# Document section:
‘Retro by comparison’: Garnacho leads much-needed comeback, evoking memories of United legends
It was a move retro by comparison to much of the Premier League, and indeed modern football: a natural right-footed winger stationed on the right wing.
Yet that was the surprise Erik ten Hag sprung when he named his team to take on Aston Villa at Old Trafford in the Premier League on Boxing Day, as Alejandro Garnacho took up his place on the right to allow Marcus Rashford a return to his favoured inside-left role.
Garnacho has most commonly lined up on the left of United’s attack in his short senior career, but it’s the opposite wing that has flummoxed manager after manager in the post-Sir Alex Ferguson era. Jesse Lingard, Marcus Rashford, Mason Greenwood, Jadon Sancho and even Bruno Fernandes have all been tried there in recent years, while the incumbent, Antony, has hardly justified his starting place this season.
Yet Garnacho took to his task with aplomb against Unai Emery’s side, tracking Villa left-back Lucas Digne diligently and looking to spring forward on transition.
Ten Hag’s move paid dividends in that riveting second-half comeback. Garnacho was unlucky to be denied a breakaway goal after Rashford’s pass found him fractionally offside, but made no mistake with an excellent cross from Rashford. It was a tricky finish, executed at pace with a defender lunging and Emiliano Martinez stretching his considerable frame, but Garnacho kept his head and squeezed it in over his compatriot.

# Records provided:
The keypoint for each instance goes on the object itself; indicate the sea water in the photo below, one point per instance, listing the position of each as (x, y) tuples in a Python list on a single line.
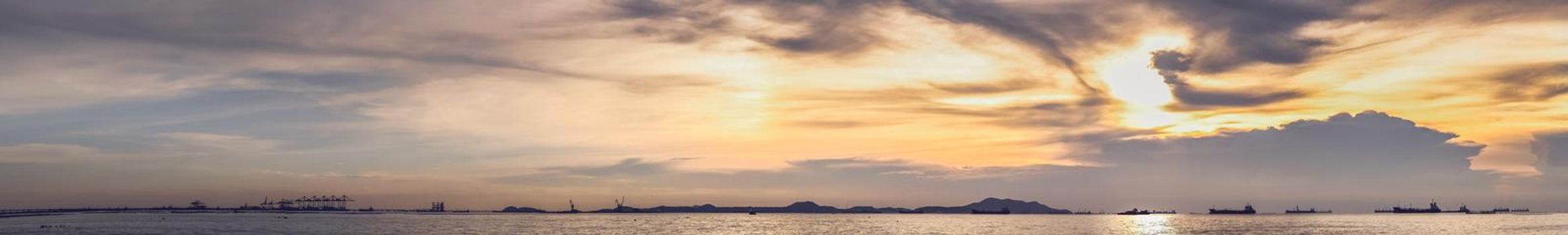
[(774, 224)]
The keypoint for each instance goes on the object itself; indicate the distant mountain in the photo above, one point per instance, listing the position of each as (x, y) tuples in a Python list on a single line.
[(990, 204), (521, 210), (993, 204)]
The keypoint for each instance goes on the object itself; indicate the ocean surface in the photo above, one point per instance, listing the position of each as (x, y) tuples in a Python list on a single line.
[(775, 224)]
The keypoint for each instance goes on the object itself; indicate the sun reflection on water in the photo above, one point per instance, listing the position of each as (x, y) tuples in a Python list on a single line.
[(1150, 223)]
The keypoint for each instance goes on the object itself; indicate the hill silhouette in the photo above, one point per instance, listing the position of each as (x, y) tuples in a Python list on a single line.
[(991, 204)]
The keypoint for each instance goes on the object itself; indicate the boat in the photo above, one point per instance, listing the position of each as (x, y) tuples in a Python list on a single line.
[(1463, 209), (573, 207), (1510, 210), (991, 212), (1430, 209), (1310, 210), (1134, 212), (1245, 210)]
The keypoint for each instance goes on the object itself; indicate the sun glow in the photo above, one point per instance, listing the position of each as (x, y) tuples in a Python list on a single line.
[(1139, 87)]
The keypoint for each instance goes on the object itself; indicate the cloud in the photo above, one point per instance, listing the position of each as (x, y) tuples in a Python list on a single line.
[(1352, 160), (1536, 83), (827, 27), (224, 143), (1236, 34), (988, 87), (629, 167), (1551, 152), (48, 154), (1171, 64)]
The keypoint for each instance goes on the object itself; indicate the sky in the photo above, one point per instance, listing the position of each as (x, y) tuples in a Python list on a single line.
[(1077, 104)]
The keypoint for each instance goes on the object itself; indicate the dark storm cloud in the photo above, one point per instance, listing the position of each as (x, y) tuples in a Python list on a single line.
[(1171, 64), (321, 29), (1532, 83), (1366, 160), (841, 27), (1233, 34), (1044, 30)]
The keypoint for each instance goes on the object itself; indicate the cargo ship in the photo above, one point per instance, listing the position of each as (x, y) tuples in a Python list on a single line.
[(1310, 210), (991, 212), (1134, 212), (1245, 210), (1430, 209)]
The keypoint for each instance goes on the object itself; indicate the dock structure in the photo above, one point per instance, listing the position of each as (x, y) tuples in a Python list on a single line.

# Set of tasks:
(1) According to the article on Garnacho's performance, why did Erik ten Hag put Alejandro Garnacho on the right wing against Aston Villa? Answer in one to three sentences.
(2) Answer these questions using the article on Garnacho:
(a) Which team did United face, and on what day?
(b) Which Villa left-back did Garnacho track?
(c) Who supplied the cross that Garnacho scored from?
(3) From the Garnacho article, copy out the passage from "Garnacho has most" up to and including "place this season.".

# Answers to the exercise:
(1) Ten Hag put Garnacho on the right so that Marcus Rashford could return to his favored inside-left role.

(2)
(a) Aston Villa, on Boxing Day.
(b) Lucas Digne.
(c) Marcus Rashford.

(3)
Garnacho has most commonly lined up on the left of United’s attack in his short senior career, but it’s the opposite wing that has flummoxed manager after manager in the post-Sir Alex Ferguson era. Jesse Lingard, Marcus Rashford, Mason Greenwood, Jadon Sancho and even Bruno Fernandes have all been tried there in recent years, while the incumbent, Antony, has hardly justified his starting place this season.